"Among these methods and principles, the following seem to the High Contracting Parties to be of special and urgent importance:—
"First.—The guiding principle above enunciated that labour should not be regarded merely as a commodity or article of commerce.
"Second.—The right of association for all lawful purposes by the employed as well as by the employers.
"Third.—The payment to the employed of a wage adequate to maintain a reasonable standard of life as this is understood in their time and country.
"Fourth.—The adoption of an eight-hour day or forty-eight hour week as the standard to be aimed at where it has not already been attained.
"Fifth.—The adoption of a weekly rest of at least twenty-four hours, which should include Sunday wherever practicable.
"Sixth.—The abolition of child labour and the imposition of such limitations on the labour of young persons as shall permit the continuation of their education and assure their proper physical development.
"Seventh.—The principle that men and women should receive equal remuneration for work of equal value.
"Eighth.—The standard set by law in each country with respect to the conditions of labour should have due regard to the equitable economic treatment of all workers lawfully resident therein.
"Ninth.—Each State should make provision for a system of inspection in which women should take part, in order to ensure the enforcement of the laws and regulations for the protection of the employed."

PROVIDED RECORDS:
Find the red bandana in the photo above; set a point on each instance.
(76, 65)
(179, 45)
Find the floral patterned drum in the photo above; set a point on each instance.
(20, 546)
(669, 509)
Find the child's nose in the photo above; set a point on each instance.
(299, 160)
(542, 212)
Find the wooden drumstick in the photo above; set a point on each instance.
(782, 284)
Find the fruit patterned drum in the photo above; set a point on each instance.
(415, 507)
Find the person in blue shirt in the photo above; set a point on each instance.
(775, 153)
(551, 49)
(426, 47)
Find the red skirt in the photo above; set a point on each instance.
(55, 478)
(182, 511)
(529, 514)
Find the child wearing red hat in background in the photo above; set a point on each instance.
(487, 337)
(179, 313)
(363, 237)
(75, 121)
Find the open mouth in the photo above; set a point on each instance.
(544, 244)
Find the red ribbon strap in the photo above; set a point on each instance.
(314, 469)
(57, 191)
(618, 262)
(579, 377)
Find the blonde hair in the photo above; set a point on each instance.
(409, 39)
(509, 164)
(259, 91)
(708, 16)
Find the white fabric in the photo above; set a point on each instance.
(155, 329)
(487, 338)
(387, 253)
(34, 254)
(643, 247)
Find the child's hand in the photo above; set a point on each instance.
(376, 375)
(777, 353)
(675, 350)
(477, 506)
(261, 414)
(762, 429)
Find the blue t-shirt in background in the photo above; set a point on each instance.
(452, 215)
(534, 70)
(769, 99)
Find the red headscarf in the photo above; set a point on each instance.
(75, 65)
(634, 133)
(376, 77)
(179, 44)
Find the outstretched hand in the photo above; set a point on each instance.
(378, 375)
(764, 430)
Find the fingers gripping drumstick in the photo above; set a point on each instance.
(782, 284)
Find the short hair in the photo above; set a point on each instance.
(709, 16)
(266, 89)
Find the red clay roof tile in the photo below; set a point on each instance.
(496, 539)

EXERCISES:
(a) Answer these questions about the list of labour principles:
(i) What is the minimum length of the weekly rest?
(ii) What should men and women receive for work of equal value?
(iii) Who should take part in each State's system of inspection?
(b) Give every specific number of hours that the list of labour principles mentions, along with what each one applies to.
(c) Write a continuation of the list of labour principles, starting after its last sentence.
None of the lines are needed here.

OUTPUTS FOR THE TASKS:
(a)
(i) At least twenty-four hours.
(ii) Equal remuneration.
(iii) Women.

(b)
- Eight hours: the eight-hour day.
- Forty-eight hours: the forty-eight hour week.
- Twenty-four hours: the minimum weekly rest.

(c)
It will take long before the principles propounded in the covenant of the league under the labour articles are fully and faithfully carried out, but in both a good deal of quiet and steady progress have already been attained. M. Albert Thomas is an admirable chief for the labour bureau. He has zeal, sympathy, tact, energy and great organising talent. He is pressing along with patience, as well as persistence. But that is another question. It raises grave issues as to the execution of the treaty. What I have to deal with to-day is the misunderstandings which exist as to the character of the treaty itself. The British public are certainly being deliberately misled on this point. Why are those sections which emancipate oppressed races, which seek to lift the worker to a condition above destitution and degradation, and which build up a breakwater against the raging passions which make for war, never placed to the credit of the Treaty of Versailles? The type of controversialist who is always advertising his idealism has made a point of withholding these salient facts from the public which he professes to enlighten and instruct. There is no more unscrupulous debater in the ring than the one who affects to be particularly high-minded. I do not mean the man who is possessed of a really high mind, but the man who is always posing as having been exalted by grace above his fellows. He is the Pharisee of controversy. Beware of him, for he garbles and misquotes and suppresses to suit his arguments or prejudices in a way that would make a child of this world blush.
That is why I venture to put in a humble, although I fear belated, plea for the reading of the text, the whole text, and nothing but the text, of the Treaty of Versailles. Herein lies the only fair way of arriving at a just conclusion on the merits of a treaty which holds in its hands the destiny of Europe for many a generation.
VI 1922
The year nineteen hundred and twenty-two witnessed a genuine struggle on the part of the nations to re-establish peace conditions in the world.
During 1919-20 and 1921 "the tarantella was still in their blood." The mad war dance was still quivering in their limbs and they could not rest. The crackle of musketry was incessant and made needful repose impossible. There was not a country in Europe or Asia whose troops were not firing shots in anger at some external or internal foe.
America rang down the fire curtain until this hysterical frenzy had burnt itself out. Was she right? It is too early yet to give the answer. The case is but yet "part heard"—many witnessing years whose evidence is relevant have not yet entered the box: it will, therefore, be some time before the verdict of history as to her attitude can be delivered.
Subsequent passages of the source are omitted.